→ TASK INPUTS:
>>>>

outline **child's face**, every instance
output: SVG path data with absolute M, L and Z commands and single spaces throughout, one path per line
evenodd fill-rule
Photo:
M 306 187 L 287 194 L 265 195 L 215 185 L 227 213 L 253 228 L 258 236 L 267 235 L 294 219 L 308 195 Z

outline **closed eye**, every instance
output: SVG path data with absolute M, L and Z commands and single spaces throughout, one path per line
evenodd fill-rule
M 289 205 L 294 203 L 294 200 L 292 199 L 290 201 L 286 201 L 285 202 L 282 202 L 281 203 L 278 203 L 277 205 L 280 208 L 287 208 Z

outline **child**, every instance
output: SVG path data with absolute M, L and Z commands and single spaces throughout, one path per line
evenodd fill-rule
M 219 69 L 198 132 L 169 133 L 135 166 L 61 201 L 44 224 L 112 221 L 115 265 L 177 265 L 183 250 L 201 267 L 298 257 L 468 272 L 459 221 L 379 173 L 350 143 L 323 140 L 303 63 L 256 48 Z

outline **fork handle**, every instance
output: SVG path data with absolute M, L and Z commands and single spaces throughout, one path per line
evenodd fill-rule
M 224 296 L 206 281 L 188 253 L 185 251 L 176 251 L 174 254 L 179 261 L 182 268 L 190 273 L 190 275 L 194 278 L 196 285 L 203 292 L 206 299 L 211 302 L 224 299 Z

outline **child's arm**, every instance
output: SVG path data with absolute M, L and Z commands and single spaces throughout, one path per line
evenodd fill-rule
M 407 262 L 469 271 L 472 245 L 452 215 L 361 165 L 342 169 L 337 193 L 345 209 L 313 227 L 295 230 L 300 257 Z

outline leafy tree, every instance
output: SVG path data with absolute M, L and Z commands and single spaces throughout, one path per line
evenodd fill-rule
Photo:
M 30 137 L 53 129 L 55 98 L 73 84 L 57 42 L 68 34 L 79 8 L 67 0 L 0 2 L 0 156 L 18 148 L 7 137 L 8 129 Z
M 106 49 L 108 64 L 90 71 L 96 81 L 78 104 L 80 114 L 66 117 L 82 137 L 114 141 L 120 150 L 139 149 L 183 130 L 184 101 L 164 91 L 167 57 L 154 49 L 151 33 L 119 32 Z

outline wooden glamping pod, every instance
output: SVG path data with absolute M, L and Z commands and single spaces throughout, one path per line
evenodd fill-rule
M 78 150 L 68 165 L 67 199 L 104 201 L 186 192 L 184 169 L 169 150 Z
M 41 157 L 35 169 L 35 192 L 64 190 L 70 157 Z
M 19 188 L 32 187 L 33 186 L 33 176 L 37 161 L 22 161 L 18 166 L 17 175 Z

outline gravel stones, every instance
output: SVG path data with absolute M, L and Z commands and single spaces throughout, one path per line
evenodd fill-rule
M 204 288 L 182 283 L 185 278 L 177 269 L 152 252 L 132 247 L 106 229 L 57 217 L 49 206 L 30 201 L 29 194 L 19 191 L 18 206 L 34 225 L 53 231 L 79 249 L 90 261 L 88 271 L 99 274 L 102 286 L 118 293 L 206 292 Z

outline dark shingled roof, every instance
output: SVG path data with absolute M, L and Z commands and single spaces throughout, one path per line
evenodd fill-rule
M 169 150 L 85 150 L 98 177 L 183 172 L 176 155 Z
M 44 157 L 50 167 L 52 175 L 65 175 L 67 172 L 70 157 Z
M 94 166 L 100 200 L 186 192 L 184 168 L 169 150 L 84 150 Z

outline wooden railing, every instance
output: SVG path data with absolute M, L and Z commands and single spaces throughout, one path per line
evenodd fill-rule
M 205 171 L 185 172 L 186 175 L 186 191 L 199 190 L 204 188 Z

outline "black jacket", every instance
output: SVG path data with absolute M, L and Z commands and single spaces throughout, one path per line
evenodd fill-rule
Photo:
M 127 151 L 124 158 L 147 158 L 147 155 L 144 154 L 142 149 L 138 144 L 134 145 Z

<<<<

→ GIVEN INSTRUCTION:
Retype all of the records above word for word, keeping every line in its original order.

→ PROBLEM SOLUTION:
outline **child's face**, every instance
output: SVG path data with absolute M, L and Z commands and single spaces throughout, one path per line
evenodd fill-rule
Photo:
M 306 187 L 287 194 L 265 195 L 215 185 L 227 213 L 253 228 L 258 236 L 267 235 L 294 219 L 308 195 Z

outline **closed eye**, every instance
output: SVG path data with absolute M, L and Z commands and single spaces throughout, one path per line
evenodd fill-rule
M 289 205 L 294 203 L 294 200 L 292 199 L 290 201 L 286 201 L 285 202 L 282 202 L 281 203 L 278 203 L 277 205 L 280 208 L 287 208 Z

outline **child**, every instance
output: SVG path data with absolute M, L and Z commands and single spaces throughout, one path per line
evenodd fill-rule
M 219 69 L 198 132 L 169 133 L 135 166 L 61 201 L 44 224 L 112 221 L 115 265 L 177 265 L 183 250 L 201 267 L 298 257 L 468 272 L 459 221 L 379 173 L 350 143 L 323 140 L 303 63 L 256 48 Z

outline **fork handle**, every instance
output: SVG path data with absolute M, L and Z commands and single spaces throughout, one path per line
evenodd fill-rule
M 224 296 L 206 281 L 188 253 L 185 251 L 176 251 L 174 254 L 179 261 L 182 268 L 190 273 L 190 275 L 194 278 L 196 285 L 203 292 L 206 299 L 211 302 L 224 299 Z

outline **child's arm**, every instance
output: SVG path data with absolute M, L and Z commands and single spaces throughout, one path per line
evenodd fill-rule
M 407 262 L 469 271 L 472 245 L 452 215 L 361 165 L 342 169 L 337 193 L 345 209 L 313 227 L 295 230 L 300 257 Z

outline leafy tree, every instance
output: SVG path data with absolute M, L and Z commands and single spaces throughout, one path per line
evenodd fill-rule
Photo:
M 30 137 L 53 129 L 55 98 L 73 84 L 57 42 L 68 34 L 79 8 L 67 0 L 0 2 L 0 156 L 18 148 L 7 137 L 8 129 Z
M 106 49 L 108 64 L 90 71 L 96 81 L 78 104 L 80 114 L 66 117 L 82 137 L 114 141 L 120 150 L 139 149 L 183 130 L 184 101 L 164 91 L 167 57 L 154 49 L 151 33 L 119 32 Z

outline wooden glamping pod, every instance
output: SVG path data with absolute M, L and Z commands and single spaces throughout, one path per line
evenodd fill-rule
M 78 150 L 68 165 L 67 199 L 104 201 L 186 192 L 184 169 L 169 150 Z
M 41 157 L 35 169 L 35 192 L 64 190 L 70 157 Z
M 19 188 L 32 187 L 33 186 L 33 176 L 37 161 L 22 161 L 18 166 L 17 175 Z

outline gravel stones, every instance
output: SVG path data with absolute M, L and Z commands and single spaces throughout, one path per line
evenodd fill-rule
M 204 288 L 182 283 L 185 278 L 177 269 L 152 252 L 132 247 L 106 229 L 57 217 L 49 206 L 30 201 L 29 194 L 19 191 L 18 206 L 34 225 L 53 231 L 79 249 L 90 261 L 88 271 L 99 274 L 102 286 L 118 293 L 206 292 Z

outline dark shingled roof, every instance
output: SVG path data with absolute M, L and Z commands and single spaces throughout, one path per line
evenodd fill-rule
M 169 150 L 85 150 L 98 177 L 183 172 L 176 155 Z
M 44 157 L 50 167 L 52 175 L 65 175 L 67 172 L 70 157 Z
M 94 166 L 100 200 L 186 192 L 184 168 L 169 150 L 84 150 Z

outline wooden railing, every instance
output: SVG path data with absolute M, L and Z commands and single spaces throughout, one path per line
evenodd fill-rule
M 205 171 L 185 172 L 186 175 L 186 191 L 199 190 L 204 188 Z

outline "black jacket", every instance
output: SVG path data with absolute M, L and Z commands and single spaces throughout, one path per line
evenodd fill-rule
Photo:
M 127 151 L 124 158 L 147 158 L 147 155 L 144 154 L 142 149 L 138 144 L 134 145 Z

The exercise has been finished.